WRITTEN EXERCISE:
Beginning with the line that holds "on the shadow", set down each line of the data below through the very last, exactly as given, and nothing beyond that.

RECORDED DATA:
[start]

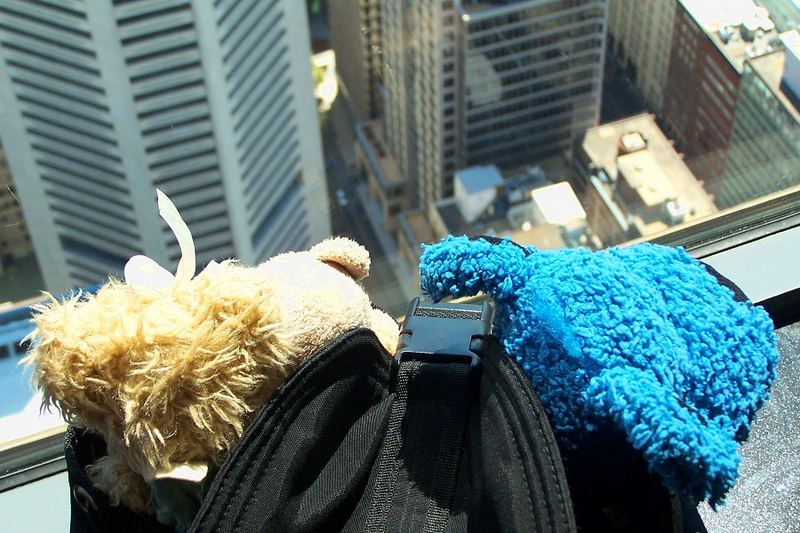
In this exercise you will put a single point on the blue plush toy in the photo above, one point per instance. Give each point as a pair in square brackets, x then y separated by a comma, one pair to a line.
[643, 338]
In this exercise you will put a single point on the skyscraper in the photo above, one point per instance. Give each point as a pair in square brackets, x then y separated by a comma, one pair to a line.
[641, 37]
[711, 41]
[764, 152]
[210, 102]
[503, 81]
[356, 39]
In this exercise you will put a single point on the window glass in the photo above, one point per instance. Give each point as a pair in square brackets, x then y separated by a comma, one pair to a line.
[272, 125]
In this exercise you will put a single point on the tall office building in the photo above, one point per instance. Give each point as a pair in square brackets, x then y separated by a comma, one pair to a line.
[764, 152]
[640, 35]
[14, 238]
[710, 44]
[505, 82]
[212, 102]
[356, 39]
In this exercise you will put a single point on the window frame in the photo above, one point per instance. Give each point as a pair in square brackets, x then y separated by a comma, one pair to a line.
[773, 221]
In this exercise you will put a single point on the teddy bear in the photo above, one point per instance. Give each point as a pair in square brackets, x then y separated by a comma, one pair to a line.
[644, 339]
[170, 369]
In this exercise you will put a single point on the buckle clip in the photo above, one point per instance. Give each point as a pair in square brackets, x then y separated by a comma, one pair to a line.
[444, 332]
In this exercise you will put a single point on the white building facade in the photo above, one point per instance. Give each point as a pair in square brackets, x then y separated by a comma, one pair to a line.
[210, 102]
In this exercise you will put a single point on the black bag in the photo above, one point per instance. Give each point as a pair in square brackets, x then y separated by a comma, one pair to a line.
[448, 436]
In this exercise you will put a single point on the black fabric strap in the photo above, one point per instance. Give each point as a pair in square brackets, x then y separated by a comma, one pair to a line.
[422, 450]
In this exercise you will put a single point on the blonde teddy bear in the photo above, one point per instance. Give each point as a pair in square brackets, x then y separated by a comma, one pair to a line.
[171, 369]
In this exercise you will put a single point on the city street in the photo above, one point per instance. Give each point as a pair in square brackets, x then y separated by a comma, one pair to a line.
[348, 218]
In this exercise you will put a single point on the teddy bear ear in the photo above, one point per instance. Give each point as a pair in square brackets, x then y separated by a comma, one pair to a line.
[344, 253]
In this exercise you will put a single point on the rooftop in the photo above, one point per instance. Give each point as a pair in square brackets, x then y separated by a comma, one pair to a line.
[479, 178]
[770, 69]
[645, 176]
[558, 203]
[656, 173]
[418, 229]
[739, 28]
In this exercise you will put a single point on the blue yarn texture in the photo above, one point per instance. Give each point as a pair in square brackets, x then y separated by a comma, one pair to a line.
[643, 338]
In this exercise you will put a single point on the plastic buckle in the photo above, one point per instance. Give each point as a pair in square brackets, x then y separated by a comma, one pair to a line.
[444, 332]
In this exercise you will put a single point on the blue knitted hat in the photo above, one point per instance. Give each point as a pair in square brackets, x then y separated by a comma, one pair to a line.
[642, 337]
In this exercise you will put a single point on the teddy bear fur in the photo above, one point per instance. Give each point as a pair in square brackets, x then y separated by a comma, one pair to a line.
[172, 377]
[643, 339]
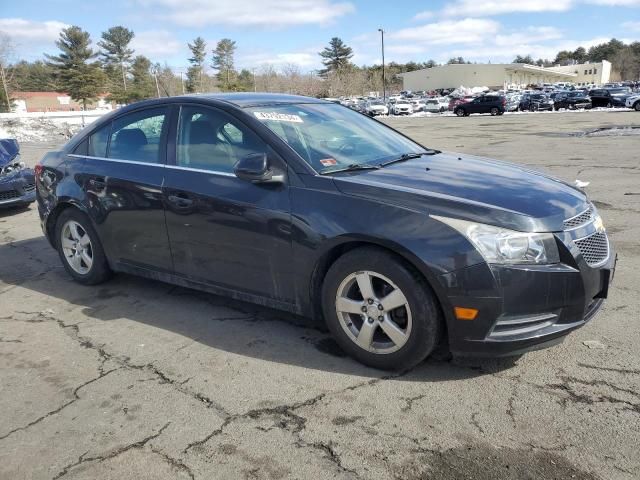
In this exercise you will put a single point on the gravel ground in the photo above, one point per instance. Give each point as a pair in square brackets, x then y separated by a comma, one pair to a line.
[137, 379]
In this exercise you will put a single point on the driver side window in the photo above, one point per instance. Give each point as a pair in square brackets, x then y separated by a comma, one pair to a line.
[209, 139]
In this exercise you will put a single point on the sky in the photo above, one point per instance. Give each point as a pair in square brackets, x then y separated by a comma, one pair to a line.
[283, 32]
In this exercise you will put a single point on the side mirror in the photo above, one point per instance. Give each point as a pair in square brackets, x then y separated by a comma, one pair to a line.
[255, 168]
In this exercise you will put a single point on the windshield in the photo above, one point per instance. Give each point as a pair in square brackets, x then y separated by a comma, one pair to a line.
[618, 90]
[331, 137]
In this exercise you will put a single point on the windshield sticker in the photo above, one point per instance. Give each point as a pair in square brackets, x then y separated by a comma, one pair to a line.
[278, 117]
[327, 162]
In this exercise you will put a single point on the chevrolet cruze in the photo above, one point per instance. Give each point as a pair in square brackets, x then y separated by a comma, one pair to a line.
[307, 206]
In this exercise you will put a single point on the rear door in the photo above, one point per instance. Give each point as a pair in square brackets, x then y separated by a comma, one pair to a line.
[122, 175]
[223, 230]
[474, 105]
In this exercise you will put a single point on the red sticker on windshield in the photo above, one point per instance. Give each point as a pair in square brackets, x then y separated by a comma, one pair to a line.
[327, 162]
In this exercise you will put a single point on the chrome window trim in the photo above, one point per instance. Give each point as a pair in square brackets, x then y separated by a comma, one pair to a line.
[202, 170]
[116, 160]
[174, 167]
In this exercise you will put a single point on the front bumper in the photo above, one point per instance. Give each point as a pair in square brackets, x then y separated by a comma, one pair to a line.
[523, 307]
[17, 189]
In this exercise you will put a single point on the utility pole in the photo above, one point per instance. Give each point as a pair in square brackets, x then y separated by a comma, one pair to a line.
[155, 77]
[384, 86]
[4, 86]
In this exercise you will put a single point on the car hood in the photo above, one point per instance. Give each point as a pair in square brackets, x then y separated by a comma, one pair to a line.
[475, 188]
[9, 150]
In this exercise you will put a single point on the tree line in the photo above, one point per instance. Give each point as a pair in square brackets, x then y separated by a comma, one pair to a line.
[86, 73]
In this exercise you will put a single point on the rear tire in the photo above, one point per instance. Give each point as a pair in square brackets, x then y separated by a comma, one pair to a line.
[80, 249]
[360, 321]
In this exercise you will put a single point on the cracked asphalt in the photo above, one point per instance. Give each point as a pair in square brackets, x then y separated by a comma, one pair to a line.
[136, 379]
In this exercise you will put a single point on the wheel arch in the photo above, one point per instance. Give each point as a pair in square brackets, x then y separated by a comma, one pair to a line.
[52, 217]
[346, 244]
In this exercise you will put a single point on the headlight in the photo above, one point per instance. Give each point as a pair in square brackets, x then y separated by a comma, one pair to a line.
[500, 245]
[16, 166]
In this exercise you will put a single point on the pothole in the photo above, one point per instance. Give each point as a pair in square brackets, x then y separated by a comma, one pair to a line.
[613, 131]
[483, 462]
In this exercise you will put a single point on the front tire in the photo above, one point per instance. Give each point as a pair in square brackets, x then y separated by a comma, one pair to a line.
[80, 249]
[379, 310]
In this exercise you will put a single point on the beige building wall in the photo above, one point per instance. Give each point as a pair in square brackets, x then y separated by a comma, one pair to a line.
[596, 73]
[451, 76]
[500, 75]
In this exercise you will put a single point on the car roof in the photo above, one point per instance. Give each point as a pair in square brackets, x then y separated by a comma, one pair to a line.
[240, 100]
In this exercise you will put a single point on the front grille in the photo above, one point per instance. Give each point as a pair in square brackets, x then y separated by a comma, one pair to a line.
[508, 326]
[8, 195]
[594, 248]
[579, 219]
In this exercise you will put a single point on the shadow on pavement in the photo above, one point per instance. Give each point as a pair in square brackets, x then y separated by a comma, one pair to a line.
[217, 322]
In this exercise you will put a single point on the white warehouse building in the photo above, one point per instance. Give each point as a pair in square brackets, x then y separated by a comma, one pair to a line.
[504, 75]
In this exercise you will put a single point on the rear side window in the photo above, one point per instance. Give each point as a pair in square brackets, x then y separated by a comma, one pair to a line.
[138, 136]
[98, 141]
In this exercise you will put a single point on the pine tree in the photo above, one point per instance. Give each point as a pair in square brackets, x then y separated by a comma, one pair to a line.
[196, 70]
[223, 61]
[116, 59]
[336, 56]
[142, 83]
[81, 79]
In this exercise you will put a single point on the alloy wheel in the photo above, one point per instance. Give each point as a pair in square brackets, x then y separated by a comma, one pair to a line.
[374, 313]
[76, 247]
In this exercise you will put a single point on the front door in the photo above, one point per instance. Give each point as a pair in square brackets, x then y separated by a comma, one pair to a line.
[122, 174]
[224, 230]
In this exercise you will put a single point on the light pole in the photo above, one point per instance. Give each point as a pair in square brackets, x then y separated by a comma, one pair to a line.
[384, 86]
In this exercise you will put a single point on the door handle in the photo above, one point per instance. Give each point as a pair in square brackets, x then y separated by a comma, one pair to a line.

[end]

RESPONSE BELOW:
In this exercise you will put a single point on the shadow on pavement in the photo above, one point per instance. Give each point as a pair in square brackets, x then y separated by a comma, one pair to a line.
[217, 322]
In this exercise you will put a single point on the white warehouse building in the photo above, one point per instance. Give each point as a pair in square brackets, x then y separated by a comma, one pair to a line.
[504, 75]
In this exercise you will put a single point on the rear side window in the photo above, one point per instance. Give each point as a pair in square brackets, x then y separated by a comma, one pair to a line.
[138, 136]
[98, 141]
In this exercise you will put a single point on the pine tree in the photo above, one point per instance. Give each point as a pair in square brackets, x then y separated by a comma, one pair to a line.
[196, 70]
[223, 61]
[116, 59]
[336, 56]
[142, 83]
[81, 79]
In this exercise you will put a single point on the alloy wheel in the photo above, one point per instance. Give each point as a pair in square brackets, x then y separated by a comma, one pair to a line.
[374, 313]
[76, 247]
In this exercise you will put a single point on the front door in the photo above, one point per instance. Give each point as a pair in square brackets, x then y separated by a comma, one pair to a line.
[122, 174]
[224, 230]
In this exercise you will put a single point on the light pole in the photo above, one point per instance. Give each point as a pair in square brackets, x then y separated by a comma, one pair to a line.
[384, 86]
In this exercise you will put a single point on the door handle in the photo above, one point per instance. Give each point as a pair in square brackets, x then y separated by a comma, one pair to a line.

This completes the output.